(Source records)
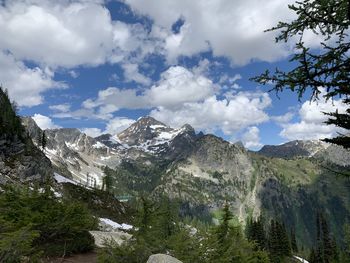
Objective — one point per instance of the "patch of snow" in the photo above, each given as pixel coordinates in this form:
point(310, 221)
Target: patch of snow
point(61, 179)
point(115, 225)
point(98, 145)
point(153, 127)
point(301, 259)
point(73, 146)
point(50, 151)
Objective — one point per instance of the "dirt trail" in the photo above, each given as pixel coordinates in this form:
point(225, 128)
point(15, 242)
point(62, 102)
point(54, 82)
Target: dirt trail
point(90, 257)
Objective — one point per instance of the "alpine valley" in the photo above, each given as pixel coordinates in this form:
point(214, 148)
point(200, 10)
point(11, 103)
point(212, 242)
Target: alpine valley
point(292, 182)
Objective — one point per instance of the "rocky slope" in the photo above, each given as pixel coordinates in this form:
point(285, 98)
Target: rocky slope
point(20, 160)
point(317, 149)
point(204, 171)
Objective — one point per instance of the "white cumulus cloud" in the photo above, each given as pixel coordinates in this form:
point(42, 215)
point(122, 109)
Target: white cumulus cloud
point(311, 125)
point(44, 122)
point(251, 138)
point(25, 85)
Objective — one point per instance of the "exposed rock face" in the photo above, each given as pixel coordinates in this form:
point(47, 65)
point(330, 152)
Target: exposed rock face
point(21, 161)
point(162, 258)
point(204, 171)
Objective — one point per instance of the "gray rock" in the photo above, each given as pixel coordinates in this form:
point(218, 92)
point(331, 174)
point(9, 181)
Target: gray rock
point(162, 258)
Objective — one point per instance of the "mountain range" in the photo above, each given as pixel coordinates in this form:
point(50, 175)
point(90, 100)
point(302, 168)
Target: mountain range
point(291, 181)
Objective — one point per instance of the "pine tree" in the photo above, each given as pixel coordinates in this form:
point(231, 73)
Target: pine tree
point(43, 141)
point(293, 241)
point(38, 139)
point(316, 69)
point(223, 228)
point(255, 232)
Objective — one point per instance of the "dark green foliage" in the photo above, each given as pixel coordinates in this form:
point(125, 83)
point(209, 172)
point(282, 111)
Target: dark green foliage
point(278, 242)
point(16, 245)
point(325, 68)
point(107, 181)
point(255, 232)
point(100, 203)
point(10, 123)
point(161, 231)
point(53, 226)
point(325, 250)
point(43, 141)
point(293, 241)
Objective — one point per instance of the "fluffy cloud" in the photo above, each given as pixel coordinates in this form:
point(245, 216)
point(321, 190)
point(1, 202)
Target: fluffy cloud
point(25, 85)
point(131, 73)
point(44, 122)
point(63, 34)
point(117, 125)
point(229, 28)
point(311, 124)
point(229, 115)
point(177, 86)
point(251, 138)
point(60, 107)
point(113, 126)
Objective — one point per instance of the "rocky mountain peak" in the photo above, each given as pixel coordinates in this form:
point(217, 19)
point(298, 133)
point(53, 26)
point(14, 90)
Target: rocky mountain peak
point(148, 121)
point(143, 130)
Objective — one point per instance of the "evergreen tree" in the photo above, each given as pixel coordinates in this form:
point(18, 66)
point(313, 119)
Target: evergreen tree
point(43, 141)
point(107, 181)
point(38, 139)
point(293, 241)
point(325, 249)
point(255, 232)
point(223, 228)
point(327, 67)
point(10, 123)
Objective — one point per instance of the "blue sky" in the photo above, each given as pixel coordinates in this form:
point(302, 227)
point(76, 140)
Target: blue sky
point(99, 65)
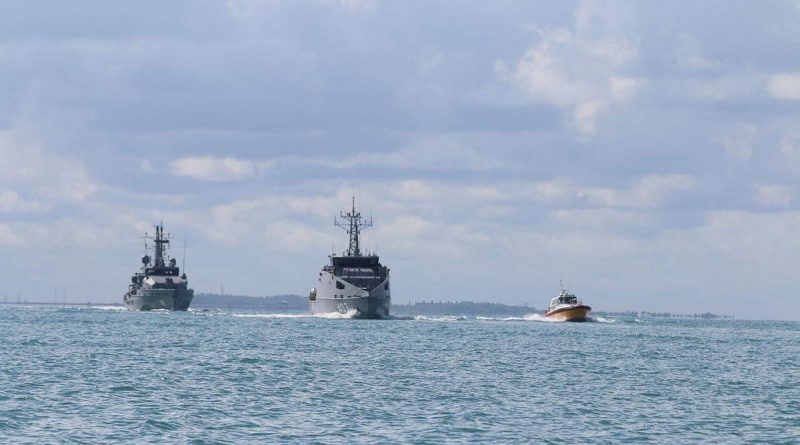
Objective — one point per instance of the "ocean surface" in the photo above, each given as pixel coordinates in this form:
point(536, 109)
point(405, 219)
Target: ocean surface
point(105, 375)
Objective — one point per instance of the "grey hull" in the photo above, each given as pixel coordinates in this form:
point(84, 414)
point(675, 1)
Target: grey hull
point(150, 299)
point(362, 307)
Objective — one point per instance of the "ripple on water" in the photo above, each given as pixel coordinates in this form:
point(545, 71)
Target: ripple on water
point(104, 375)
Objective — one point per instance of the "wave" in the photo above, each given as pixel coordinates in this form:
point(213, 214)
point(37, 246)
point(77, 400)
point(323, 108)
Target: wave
point(271, 315)
point(440, 318)
point(352, 313)
point(528, 317)
point(108, 308)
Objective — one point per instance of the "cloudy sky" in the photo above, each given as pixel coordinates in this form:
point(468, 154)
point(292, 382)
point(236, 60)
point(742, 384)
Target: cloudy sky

EXERCISE ::
Repeat everything in the records precisely. Images are excluded from the copy.

ANSWER ::
Objective — one point per instance of the "patch of snow" in the photo above, each given as pixel coordinates in this form:
point(310, 221)
Target: patch of snow
point(61, 179)
point(115, 225)
point(98, 145)
point(153, 127)
point(301, 259)
point(73, 146)
point(50, 151)
Objective — one point per instance of the "dirt trail" in the photo above, each given as pixel coordinates in this form:
point(225, 128)
point(15, 242)
point(62, 102)
point(54, 82)
Target: dirt trail
point(90, 257)
Objective — one point per instance of the "alpine valley" in the photo above, each given as pixel coordinates in this form:
point(214, 148)
point(200, 10)
point(11, 103)
point(212, 242)
Target: alpine valley
point(292, 182)
Objective — one point per instance of the "rocky slope" in the photo above, each given as pixel coordinates in this form:
point(285, 98)
Target: rocky slope
point(20, 160)
point(317, 149)
point(204, 171)
Objective — one point per instance of the "white cumulus cloud" in the photo above, each given as pixel coordinates in this form:
point(42, 215)
point(122, 109)
Target: white cumulus cloud
point(311, 125)
point(44, 122)
point(251, 138)
point(25, 85)
Objective — one point per instance of the "exposed rock face" in the photo above, each given as pixel coordinates in this form:
point(47, 65)
point(330, 152)
Target: exposed rock face
point(21, 161)
point(162, 258)
point(204, 171)
Objective — one point per instance of the "gray rock" in the photo above, each given as pixel coordinates in this form:
point(218, 92)
point(331, 174)
point(9, 181)
Target: gray rock
point(162, 258)
Objective — one point per instance of the "mountain range" in the photo above, each given as pixel coordinates in this form:
point(50, 175)
point(90, 100)
point(302, 168)
Target: mountain range
point(291, 181)
Objective — one point per instance of the "pine tree" in the photo above, each given as pixel coordinates in this form:
point(231, 73)
Target: pine tree
point(43, 141)
point(293, 241)
point(38, 139)
point(316, 69)
point(223, 228)
point(255, 232)
Objective — one point per instance of the "dark green foliage" in the photo above, each given as pixel coordinates in this form:
point(125, 83)
point(209, 172)
point(282, 111)
Target: dark green foliage
point(278, 242)
point(16, 245)
point(325, 68)
point(107, 181)
point(255, 232)
point(100, 203)
point(10, 123)
point(161, 231)
point(53, 226)
point(325, 250)
point(43, 141)
point(293, 241)
Objective — one point per instance of the "fluffy cloud" in the photo above, each given as pixel coordinates in this form:
point(245, 216)
point(321, 190)
point(1, 202)
Target: fluffy cloud
point(25, 85)
point(131, 73)
point(44, 122)
point(63, 34)
point(117, 125)
point(229, 28)
point(311, 124)
point(229, 115)
point(177, 86)
point(251, 138)
point(60, 107)
point(113, 126)
Objective — one point per instance of the "rocky mountain peak" in the photo above, each given as pixel coordinates in this form:
point(217, 19)
point(298, 133)
point(53, 26)
point(14, 90)
Target: rocky mountain peak
point(148, 121)
point(143, 130)
Objective — one point per instance of the "evergreen tree" in the photo above, each given as pixel coordinates in this form:
point(18, 66)
point(313, 119)
Target: evergreen tree
point(43, 141)
point(107, 181)
point(38, 139)
point(293, 241)
point(325, 249)
point(255, 232)
point(223, 228)
point(327, 67)
point(10, 123)
Objective — one point per instance of the "blue sky" in the photo above, each given as pixel coordinates in this form:
point(302, 227)
point(76, 140)
Target: blue sky
point(99, 65)
Objective — one point per instance of the "ocean surface" in the photo above, each given as pixel coordinates in this form:
point(536, 109)
point(405, 219)
Target: ocean surface
point(105, 375)
Objective — one point per instance of the "grey hull" in the photo above, each given as pixel coordinates in this form:
point(84, 414)
point(675, 1)
Target: grey hull
point(150, 299)
point(362, 307)
Objective — one point per instance of the "ripple on water" in the photo above, each given as pixel coordinates in this form:
point(545, 71)
Target: ripple on water
point(104, 375)
Objective — one point per instance of the "wave" in the photo above, each given as pixel coordinates in this form:
point(213, 214)
point(37, 246)
point(77, 400)
point(323, 108)
Target: wave
point(271, 315)
point(440, 318)
point(352, 313)
point(528, 317)
point(108, 308)
Objective — one point per instance of the "cloudy sky" in the photo above, each given as pixel coordinates in this form:
point(468, 154)
point(292, 382)
point(236, 60)
point(742, 384)
Target: cloudy sky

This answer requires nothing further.